**PROBLEM**
In this data, count the lines in which "wearing" appears and give only that number.

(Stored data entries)
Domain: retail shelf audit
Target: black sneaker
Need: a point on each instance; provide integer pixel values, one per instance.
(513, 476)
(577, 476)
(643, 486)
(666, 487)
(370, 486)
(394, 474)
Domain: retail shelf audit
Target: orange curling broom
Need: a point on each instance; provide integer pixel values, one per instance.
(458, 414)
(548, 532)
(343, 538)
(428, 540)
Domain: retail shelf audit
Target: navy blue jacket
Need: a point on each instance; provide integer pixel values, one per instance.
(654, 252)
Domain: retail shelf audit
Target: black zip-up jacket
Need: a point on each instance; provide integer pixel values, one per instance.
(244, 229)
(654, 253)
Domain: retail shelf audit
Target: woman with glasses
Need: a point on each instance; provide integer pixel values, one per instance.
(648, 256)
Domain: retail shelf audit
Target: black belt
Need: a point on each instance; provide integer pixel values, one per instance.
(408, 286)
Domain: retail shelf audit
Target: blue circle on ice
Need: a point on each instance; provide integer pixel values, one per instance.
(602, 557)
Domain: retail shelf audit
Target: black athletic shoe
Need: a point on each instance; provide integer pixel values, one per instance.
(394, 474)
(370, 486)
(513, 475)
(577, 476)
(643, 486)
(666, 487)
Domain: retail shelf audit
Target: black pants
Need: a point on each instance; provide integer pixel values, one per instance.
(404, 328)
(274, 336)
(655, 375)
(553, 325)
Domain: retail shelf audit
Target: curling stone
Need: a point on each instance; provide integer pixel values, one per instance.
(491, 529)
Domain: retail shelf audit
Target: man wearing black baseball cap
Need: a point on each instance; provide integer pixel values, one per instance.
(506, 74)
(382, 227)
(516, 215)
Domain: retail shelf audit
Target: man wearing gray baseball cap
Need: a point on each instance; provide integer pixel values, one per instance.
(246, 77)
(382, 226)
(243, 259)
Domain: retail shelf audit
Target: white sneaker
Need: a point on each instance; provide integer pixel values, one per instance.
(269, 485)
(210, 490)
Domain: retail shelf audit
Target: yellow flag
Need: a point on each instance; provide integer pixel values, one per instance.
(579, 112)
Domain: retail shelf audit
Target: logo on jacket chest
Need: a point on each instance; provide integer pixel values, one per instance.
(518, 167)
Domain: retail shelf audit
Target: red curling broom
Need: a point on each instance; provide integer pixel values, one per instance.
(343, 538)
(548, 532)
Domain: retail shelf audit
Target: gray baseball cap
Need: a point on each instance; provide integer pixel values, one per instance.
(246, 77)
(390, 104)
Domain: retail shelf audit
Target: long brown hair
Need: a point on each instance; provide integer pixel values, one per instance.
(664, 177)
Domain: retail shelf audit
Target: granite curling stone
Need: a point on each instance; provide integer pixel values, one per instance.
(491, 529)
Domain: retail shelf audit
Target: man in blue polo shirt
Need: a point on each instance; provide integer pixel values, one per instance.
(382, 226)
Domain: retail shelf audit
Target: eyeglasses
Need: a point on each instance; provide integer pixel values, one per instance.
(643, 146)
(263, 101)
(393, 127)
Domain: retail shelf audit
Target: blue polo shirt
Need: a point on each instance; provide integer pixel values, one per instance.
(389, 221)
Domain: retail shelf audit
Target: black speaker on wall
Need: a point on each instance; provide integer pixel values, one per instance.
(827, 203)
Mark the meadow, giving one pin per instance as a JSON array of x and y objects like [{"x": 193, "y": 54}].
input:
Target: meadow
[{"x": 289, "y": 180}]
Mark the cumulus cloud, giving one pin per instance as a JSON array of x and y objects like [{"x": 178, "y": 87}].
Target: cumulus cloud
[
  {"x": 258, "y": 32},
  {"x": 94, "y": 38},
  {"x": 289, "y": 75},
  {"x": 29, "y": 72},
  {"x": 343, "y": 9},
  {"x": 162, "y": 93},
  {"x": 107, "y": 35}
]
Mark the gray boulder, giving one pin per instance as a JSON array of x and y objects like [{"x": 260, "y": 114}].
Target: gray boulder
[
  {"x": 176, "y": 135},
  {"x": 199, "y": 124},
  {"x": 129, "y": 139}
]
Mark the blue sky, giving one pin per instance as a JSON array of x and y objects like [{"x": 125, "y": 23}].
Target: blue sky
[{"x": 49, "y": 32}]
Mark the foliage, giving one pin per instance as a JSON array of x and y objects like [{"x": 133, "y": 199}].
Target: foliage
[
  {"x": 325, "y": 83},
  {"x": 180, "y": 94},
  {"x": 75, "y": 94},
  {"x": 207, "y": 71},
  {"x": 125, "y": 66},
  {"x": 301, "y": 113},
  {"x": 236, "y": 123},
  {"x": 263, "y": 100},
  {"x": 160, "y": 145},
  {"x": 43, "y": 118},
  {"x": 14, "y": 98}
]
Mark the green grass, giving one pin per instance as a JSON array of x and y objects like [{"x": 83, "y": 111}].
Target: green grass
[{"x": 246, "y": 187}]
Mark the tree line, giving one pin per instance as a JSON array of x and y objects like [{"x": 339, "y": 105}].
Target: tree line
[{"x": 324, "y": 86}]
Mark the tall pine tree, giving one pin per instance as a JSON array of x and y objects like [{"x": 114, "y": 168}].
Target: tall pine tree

**EXERCISE RESPONSE**
2